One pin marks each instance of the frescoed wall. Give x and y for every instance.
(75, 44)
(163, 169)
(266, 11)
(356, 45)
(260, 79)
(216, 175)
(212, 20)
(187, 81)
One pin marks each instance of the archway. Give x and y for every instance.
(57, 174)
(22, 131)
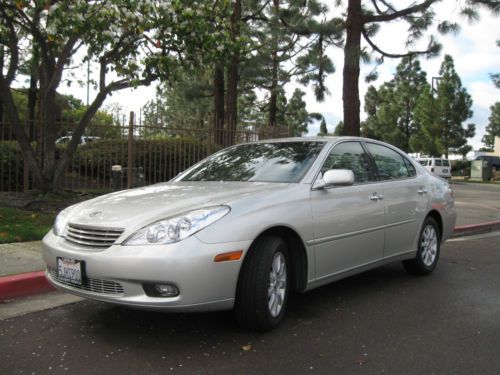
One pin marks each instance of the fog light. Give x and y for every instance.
(161, 290)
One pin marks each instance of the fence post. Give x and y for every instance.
(116, 177)
(130, 166)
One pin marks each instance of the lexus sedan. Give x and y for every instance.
(251, 223)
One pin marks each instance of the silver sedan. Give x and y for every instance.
(249, 224)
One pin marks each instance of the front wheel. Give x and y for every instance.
(264, 285)
(428, 249)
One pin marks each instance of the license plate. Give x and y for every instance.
(69, 270)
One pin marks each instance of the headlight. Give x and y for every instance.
(177, 228)
(61, 220)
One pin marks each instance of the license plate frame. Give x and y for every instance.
(70, 271)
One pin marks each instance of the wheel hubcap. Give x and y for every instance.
(428, 244)
(277, 285)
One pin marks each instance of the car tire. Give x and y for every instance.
(429, 242)
(264, 284)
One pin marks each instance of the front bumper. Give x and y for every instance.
(117, 274)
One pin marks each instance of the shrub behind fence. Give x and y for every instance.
(158, 154)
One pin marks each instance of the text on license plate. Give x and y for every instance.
(69, 270)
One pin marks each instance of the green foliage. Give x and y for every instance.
(391, 108)
(460, 167)
(18, 226)
(323, 130)
(493, 127)
(440, 119)
(162, 158)
(339, 129)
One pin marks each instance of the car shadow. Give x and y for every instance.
(126, 324)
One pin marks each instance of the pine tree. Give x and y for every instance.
(323, 130)
(493, 128)
(390, 108)
(440, 119)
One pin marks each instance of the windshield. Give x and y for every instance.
(262, 162)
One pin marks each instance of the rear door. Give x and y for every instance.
(348, 221)
(405, 198)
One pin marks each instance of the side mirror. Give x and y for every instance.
(335, 177)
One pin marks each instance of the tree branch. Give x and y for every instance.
(62, 60)
(387, 54)
(14, 51)
(400, 13)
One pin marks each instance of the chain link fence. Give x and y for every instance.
(147, 154)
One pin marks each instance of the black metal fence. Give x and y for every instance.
(147, 154)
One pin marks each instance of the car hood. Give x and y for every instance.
(135, 208)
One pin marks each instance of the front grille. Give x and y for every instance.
(91, 285)
(92, 236)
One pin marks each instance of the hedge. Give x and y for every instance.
(159, 159)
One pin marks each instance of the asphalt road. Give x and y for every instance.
(476, 203)
(383, 321)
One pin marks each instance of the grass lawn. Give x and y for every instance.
(18, 226)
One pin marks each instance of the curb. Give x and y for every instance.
(24, 284)
(27, 284)
(471, 229)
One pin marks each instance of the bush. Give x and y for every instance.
(460, 167)
(160, 159)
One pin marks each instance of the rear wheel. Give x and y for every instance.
(428, 249)
(264, 285)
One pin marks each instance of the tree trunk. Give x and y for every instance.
(273, 99)
(219, 104)
(2, 125)
(13, 116)
(32, 95)
(233, 78)
(350, 89)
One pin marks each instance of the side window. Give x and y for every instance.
(411, 169)
(390, 164)
(349, 155)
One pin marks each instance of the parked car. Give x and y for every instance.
(246, 226)
(494, 161)
(440, 167)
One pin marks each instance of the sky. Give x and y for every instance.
(473, 49)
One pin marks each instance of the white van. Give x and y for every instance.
(440, 167)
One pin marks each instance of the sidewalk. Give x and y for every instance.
(22, 267)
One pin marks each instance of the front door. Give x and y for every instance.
(348, 221)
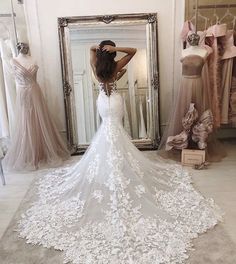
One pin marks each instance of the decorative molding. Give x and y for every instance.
(67, 88)
(82, 22)
(155, 81)
(62, 22)
(151, 18)
(108, 19)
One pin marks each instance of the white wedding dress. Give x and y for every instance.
(116, 206)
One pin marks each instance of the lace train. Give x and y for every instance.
(117, 206)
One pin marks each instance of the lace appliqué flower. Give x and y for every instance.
(97, 194)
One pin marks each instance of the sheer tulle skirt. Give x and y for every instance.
(116, 206)
(36, 140)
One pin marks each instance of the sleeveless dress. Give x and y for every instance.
(190, 91)
(36, 140)
(115, 205)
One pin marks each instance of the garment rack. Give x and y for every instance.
(215, 6)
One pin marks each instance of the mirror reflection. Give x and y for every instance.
(133, 85)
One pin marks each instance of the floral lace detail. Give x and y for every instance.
(97, 194)
(139, 189)
(115, 206)
(93, 169)
(135, 165)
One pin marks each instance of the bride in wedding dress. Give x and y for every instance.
(115, 205)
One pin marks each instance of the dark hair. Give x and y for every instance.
(22, 47)
(193, 39)
(105, 64)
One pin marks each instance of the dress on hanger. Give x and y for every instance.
(190, 91)
(227, 71)
(4, 126)
(115, 205)
(36, 140)
(147, 114)
(214, 38)
(205, 72)
(9, 84)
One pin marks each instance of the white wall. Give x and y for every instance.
(42, 16)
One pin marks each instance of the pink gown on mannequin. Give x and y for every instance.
(36, 140)
(190, 91)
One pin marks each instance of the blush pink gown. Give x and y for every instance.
(36, 140)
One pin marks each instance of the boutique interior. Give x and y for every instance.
(178, 97)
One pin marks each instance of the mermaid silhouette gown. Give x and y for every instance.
(115, 205)
(36, 140)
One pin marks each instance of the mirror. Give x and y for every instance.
(139, 86)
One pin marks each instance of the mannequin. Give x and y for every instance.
(194, 48)
(190, 92)
(23, 57)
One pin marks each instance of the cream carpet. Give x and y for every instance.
(213, 247)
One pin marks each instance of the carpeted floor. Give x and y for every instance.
(213, 247)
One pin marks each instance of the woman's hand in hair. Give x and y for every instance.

▬▬▬▬▬▬▬▬▬▬

■ What is needed
Return to the listing above and set it down exactly, leaving out its pictures.

■ Exercise answer
One pin marks each instance of the frescoed wall. Give x and y for every instance.
(75, 44)
(163, 169)
(266, 11)
(356, 45)
(260, 79)
(216, 175)
(212, 20)
(187, 81)
One pin marks each instance of the archway. Give x and y for every instance.
(57, 174)
(22, 131)
One pin marks each instance of the fog light. Give x and y for every instance.
(161, 290)
One pin marks each instance of the fence post. Give x and y for every instance.
(116, 177)
(130, 166)
One pin marks each instance of the lexus sedan. Give x and y for every instance.
(251, 223)
One pin marks each instance of the silver sedan. Give x and y for every instance.
(249, 224)
One pin marks each instance of the front wheel. Give x and y for every instance.
(264, 285)
(428, 249)
One pin marks each instance of the license plate. Give x and y for every instance.
(69, 270)
One pin marks each instance of the headlight. Give x and y for every instance.
(177, 228)
(61, 220)
One pin marks each instance of the license plate frame. Give x and y for every instance.
(70, 271)
One pin marks each instance of the wheel hubcap. Give x and y for every instance.
(428, 244)
(277, 285)
One pin marks each instance of the car tire. Give x and y for every instance.
(429, 242)
(264, 284)
One pin marks each instance of the front bumper. Give x and y for every instance.
(117, 274)
One pin marks each instance of the shrub behind fence. Give x and y for every instance.
(158, 154)
One pin marks each instance of the text on license plate. Give x and y for every instance.
(69, 270)
One pin marks each instance of the green foliage. Give x and y for every instance.
(391, 108)
(460, 167)
(18, 226)
(323, 130)
(493, 127)
(440, 119)
(162, 158)
(339, 129)
One pin marks each instance of the car shadow. Give x and y for every instance.
(126, 324)
One pin marks each instance of the pine tree. Give x and y for every instance.
(323, 130)
(493, 128)
(390, 108)
(440, 119)
One pin marks each instance of the windshield. Give x and y for every instance.
(262, 162)
One pin marks each instance of the rear door. Give x and y for every instance.
(348, 221)
(405, 198)
One pin marks each instance of the side mirror. Give x and y for every instance.
(335, 177)
One pin marks each instance of the tree branch. Give x and y for every instance.
(62, 60)
(387, 54)
(14, 51)
(400, 13)
One pin marks each instance of the chain link fence. Give x and y for every instance.
(147, 154)
One pin marks each instance of the black metal fence. Give x and y for every instance.
(147, 154)
One pin marks each instance of the car hood. Give x and y for every instance.
(135, 208)
One pin marks each instance of the front grille. Give x and y for every instance.
(91, 285)
(92, 236)
One pin marks each instance of the hedge. Give x and y for every instance.
(159, 159)
One pin marks each instance of the asphalt road. Give x and y for every instance.
(476, 203)
(383, 321)
One pin marks each instance of the grass lawn. Give x and y for every instance.
(18, 226)
One pin marks each instance of the curb. Give x and y for every instance.
(24, 284)
(27, 284)
(471, 229)
One pin marks each instance of the bush. Give x and y for every instance.
(460, 167)
(160, 159)
One pin marks each instance of the rear wheel. Give x and y for every instance.
(428, 249)
(264, 285)
One pin marks each instance of the tree trunk. Give x and y for every instance.
(273, 99)
(219, 104)
(2, 125)
(13, 116)
(32, 95)
(233, 78)
(350, 89)
One pin marks each instance of the side window. Give x and y for every instance.
(411, 169)
(390, 164)
(349, 155)
One pin marks each instance of the parked car. Give x and y for every instance.
(246, 226)
(494, 161)
(440, 167)
One pin marks each instance of the sky. Give x and y for every instance.
(473, 49)
One pin marks each instance of the white van. Give x and y for every instance.
(440, 167)
One pin marks each instance of the sidewalk. Give x and y for every instance.
(22, 267)
One pin marks each instance of the front door. Give x and y for every instance.
(348, 221)
One pin marks each instance of the decorative molding. Give x and y for every instance.
(67, 88)
(82, 22)
(155, 81)
(62, 22)
(151, 18)
(108, 19)
One pin marks each instance of the white wedding dress. Give x and y for every instance.
(116, 206)
One pin marks each instance of the lace train. Give x and y for every instance.
(117, 206)
One pin marks each instance of the lace appliqué flower. Give x and y for every instance.
(97, 194)
One pin marks each instance of the sheer tulle skirt. Give x and y for every instance.
(116, 206)
(36, 140)
One pin marks each instance of the sleeveless dress. Give x and y for every instance.
(190, 91)
(36, 140)
(115, 205)
One pin marks each instance of the garment rack. Give x and y for every instance.
(215, 6)
One pin marks each instance of the mirror reflection. Give x and y for every instance.
(133, 85)
One pin marks each instance of the floral lace detail. Give x and y for every instance.
(97, 194)
(139, 189)
(115, 206)
(93, 169)
(135, 165)
One pin marks each instance of the bride in wedding dress. Give x and y for every instance.
(115, 205)
One pin marks each instance of the dark hair. Give x and y for every instance.
(22, 47)
(193, 39)
(105, 64)
One pin marks each instance of the dress on hanger. Give x and y for every instance.
(190, 91)
(227, 71)
(4, 126)
(115, 205)
(36, 140)
(147, 114)
(214, 38)
(205, 72)
(9, 84)
One pin marks each instance of the white wall. Give x and y for every instance.
(42, 16)
One pin marks each instance of the pink gown on mannequin. Give x and y for every instance.
(36, 140)
(190, 91)
One pin marks each instance of the blush pink gown. Give x and y for every instance.
(36, 140)
One pin marks each instance of the boutique interior. Give x and y for every instance.
(178, 97)
One pin marks each instance of the mermaid silhouette gown. Give x and y for every instance.
(115, 205)
(36, 140)
One pin marks each instance of the mirror. Give x and y for every instance.
(139, 86)
One pin marks each instance of the mannequin. Give x and y for every instance.
(194, 48)
(190, 92)
(23, 57)
One pin marks each instance of the cream carpet. Give x and y for every instance.
(213, 247)
One pin marks each instance of the carpeted floor. Give x and y for every instance.
(213, 247)
One pin marks each instance of the woman's hand in hair. Give x and y for every instance.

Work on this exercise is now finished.